**Tasks for this exercise**.
**A)** Return the part of the article on Bill Cosby and Holly Madison's memoir from "The striking similarities" up to and including "the Playboy Mansion.".
**B)** Replace "horse" with "pony" in the listing, from the line with "hinge, written as integer pixel values." up to and including the last line of the listing. Give back only those lines, with everything else unchanged.

**Text**.

-.-.-

In July it came out that in 2005 Bill Cosby admitted in a sworn deposition to buying Quaaludes with the intent to use them to rape women, not to “have sex with them” as headlines read.
Around the same time, former Playboy Playmate and Hugh Hefner’s “No. 1 Girlfriend” Holly Madison released an incriminating memoir, entitled Down the Rabbit Hole, about her time in the Playboy Mansion and how it often involved Quaalude-addled group sex with Hefner.
You might remember that late last year when we finally started to pay attention to the long-standing assault allegations against Cosby after a deluge more came to light, Hefner wrote in a statement that “Bill Cosby has been a good friend for many years and the mere thought of these allegations is truly saddening. I would never tolerate this kind of behaviour, regardless of who was involved”.
The striking similarities of the stories of the upwards of 40 Cosby accusers with nothing to gain should be enough to prioritise their safety and justice over the comedian’s legacy and power, but alas, it took the comedian’s own admission for reruns to be cut from networks and a statue in his likeness at Disneyland to be taken down. And even then, apologists such as The View co-hosts Whoopi Goldberg and Raven-Symoné urge us to resist making a “snap judgement” despite the “proof”. (Goldberg has since come around, saying on The View that “all off the information that’s out there kind of points to guilt.”)
“What did these women do to get themselves in that situation?”, we ask, particularly in the case of apparently complicit women like Madison and others who frequented the Playboy Mansion.
Madison explains in Down the Rabbit Hole that “I was about to be homeless. I had no place to go and was panicking over what to do next when this opportunity with Hef just sort of fell into my lap. If I became a girlfriend, I would have somewhere to live. If I became part of Playboy’s inner circle, perhaps that could even help my career.”
“The Playboy Mansion… had been both my safe haven—and my prison,” she continues.
What further kept Madison trapped was her decreased confidence and self-worth upon becoming a girlfriend. Hefner’s six other girlfriends at the time Madison moved in were also plagued by insecurities which Madison says led them to bully her. And, in turn, “my shrinking violet personality was a sign of submission that [Hef] used to manipulate the other women.” When Madison tried to have an intelligent conversation with the man she supposedly loved and whom expressed love for her, “he would scoff at whatever I said. It didn’t matter if my remark was educated or even correct, because if I said it, it must be wrong.” In attempting to exert her independence and autonomy by getting a makeover, Hefner belittled Madison, calling her “old, hard and cheap”. After a seemingly throwaway comment from Madison about fellow girlfriend and Girls Next Door star Kendra Baskett (nee Wilkinson), Hefner screamed at Madison to “stop being such a fucking CUNT!”
“He frightened me,” she writes.

-.-.-

**Extracted information**.
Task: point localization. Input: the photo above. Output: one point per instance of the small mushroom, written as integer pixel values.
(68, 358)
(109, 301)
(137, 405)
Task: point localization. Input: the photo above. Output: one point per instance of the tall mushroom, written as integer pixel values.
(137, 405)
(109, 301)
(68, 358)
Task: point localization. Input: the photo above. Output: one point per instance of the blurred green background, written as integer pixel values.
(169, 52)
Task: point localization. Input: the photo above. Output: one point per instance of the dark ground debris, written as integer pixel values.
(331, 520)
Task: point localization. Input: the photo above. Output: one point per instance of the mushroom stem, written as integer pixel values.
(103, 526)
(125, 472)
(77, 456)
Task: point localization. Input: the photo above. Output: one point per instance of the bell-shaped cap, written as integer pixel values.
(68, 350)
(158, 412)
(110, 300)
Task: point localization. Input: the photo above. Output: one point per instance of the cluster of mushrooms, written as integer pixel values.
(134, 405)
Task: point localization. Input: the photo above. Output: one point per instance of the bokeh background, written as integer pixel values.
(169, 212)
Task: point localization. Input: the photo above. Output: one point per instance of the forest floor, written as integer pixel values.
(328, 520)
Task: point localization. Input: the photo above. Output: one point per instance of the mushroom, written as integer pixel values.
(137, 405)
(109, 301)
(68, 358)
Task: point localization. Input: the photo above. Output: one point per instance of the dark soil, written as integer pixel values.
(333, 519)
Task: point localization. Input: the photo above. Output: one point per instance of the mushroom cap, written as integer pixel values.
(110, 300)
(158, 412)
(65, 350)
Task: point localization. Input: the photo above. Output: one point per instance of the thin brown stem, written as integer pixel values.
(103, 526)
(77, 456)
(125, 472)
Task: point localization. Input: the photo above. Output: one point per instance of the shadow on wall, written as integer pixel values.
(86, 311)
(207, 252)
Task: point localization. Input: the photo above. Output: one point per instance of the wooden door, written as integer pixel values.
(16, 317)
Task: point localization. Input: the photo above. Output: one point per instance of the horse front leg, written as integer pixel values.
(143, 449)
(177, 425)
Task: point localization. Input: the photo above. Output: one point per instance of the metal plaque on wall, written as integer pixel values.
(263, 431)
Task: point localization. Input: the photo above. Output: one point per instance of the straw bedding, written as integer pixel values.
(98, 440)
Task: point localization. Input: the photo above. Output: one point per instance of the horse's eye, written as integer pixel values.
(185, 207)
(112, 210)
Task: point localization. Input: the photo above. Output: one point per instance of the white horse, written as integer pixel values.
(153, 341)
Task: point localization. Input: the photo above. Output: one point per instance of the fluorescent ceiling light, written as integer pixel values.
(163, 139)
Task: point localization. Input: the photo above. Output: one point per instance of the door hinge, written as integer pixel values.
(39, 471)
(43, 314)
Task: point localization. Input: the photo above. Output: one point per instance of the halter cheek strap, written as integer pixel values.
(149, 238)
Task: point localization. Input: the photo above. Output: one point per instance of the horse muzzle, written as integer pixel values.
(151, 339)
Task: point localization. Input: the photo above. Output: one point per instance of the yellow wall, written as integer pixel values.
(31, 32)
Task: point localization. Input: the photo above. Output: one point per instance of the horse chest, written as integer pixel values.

-.-.-

**Final answers**.
**A)**
The striking similarities of the stories of the upwards of 40 Cosby accusers with nothing to gain should be enough to prioritise their safety and justice over the comedian’s legacy and power, but alas, it took the comedian’s own admission for reruns to be cut from networks and a statue in his likeness at Disneyland to be taken down. And even then, apologists such as The View co-hosts Whoopi Goldberg and Raven-Symoné urge us to resist making a “snap judgement” despite the “proof”. (Goldberg has since come around, saying on The View that “all off the information that’s out there kind of points to guilt.”)
“What did these women do to get themselves in that situation?”, we ask, particularly in the case of apparently complicit women like Madison and others who frequented the Playboy Mansion.

**B)**
Task: point localization. Input: the photo above. Output: one point per instance of the door hinge, written as integer pixel values.
(39, 471)
(43, 314)
Task: point localization. Input: the photo above. Output: one point per instance of the halter cheek strap, written as integer pixel values.
(149, 238)
Task: point localization. Input: the photo above. Output: one point per instance of the pony muzzle, written as integer pixel values.
(151, 339)
Task: point localization. Input: the photo above. Output: one point per instance of the yellow wall, written as integer pixel values.
(31, 32)
Task: point localization. Input: the photo above. Output: one point per instance of the pony chest, written as integer pixel values.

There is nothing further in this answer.